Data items
★ ★ ★ ★ ★
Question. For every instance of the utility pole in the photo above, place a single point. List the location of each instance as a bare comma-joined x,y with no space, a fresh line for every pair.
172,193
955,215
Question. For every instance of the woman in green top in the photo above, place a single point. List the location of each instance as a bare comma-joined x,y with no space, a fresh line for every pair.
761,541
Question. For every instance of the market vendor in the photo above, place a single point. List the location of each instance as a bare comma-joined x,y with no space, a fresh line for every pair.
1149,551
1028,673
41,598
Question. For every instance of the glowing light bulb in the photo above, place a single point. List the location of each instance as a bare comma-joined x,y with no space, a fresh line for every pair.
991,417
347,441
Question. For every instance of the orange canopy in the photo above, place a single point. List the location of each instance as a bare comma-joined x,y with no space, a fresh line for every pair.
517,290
★ ★ ★ ★ ★
* _TASK TO COMPLETE_
Retype all of the entries shown above, exactly.

* _RESULT OF THIS EXERCISE_
Question. For every instance of the utility pole in the photo above, place a single point. List the location of each instance as a bare comma-joined x,y with no space, a fresh line for every pair.
172,193
955,215
Question. For every instance of the woman in green top in the photo above, place a single point. List the location of each instance as a bare comma-joined x,y with no space, a fresh line for every pair.
761,541
Question. For every instance of the market vendor in the photo above, place a single point. List the location of each instance as a bare comma-joined x,y with no space, a fresh line for every pair.
1149,551
1028,673
41,598
Question. For every instance of the glowing light bulb in the photo above, place a single point. List the location of each instance as a bare comma-joined x,y with no space, a fresh line for every pair.
991,417
347,441
Question. For every instance of the orange canopy in the photo above, place a single point. List the location of each instance as a bare comma-joined x,y with no space, a fresh line for every pair.
517,290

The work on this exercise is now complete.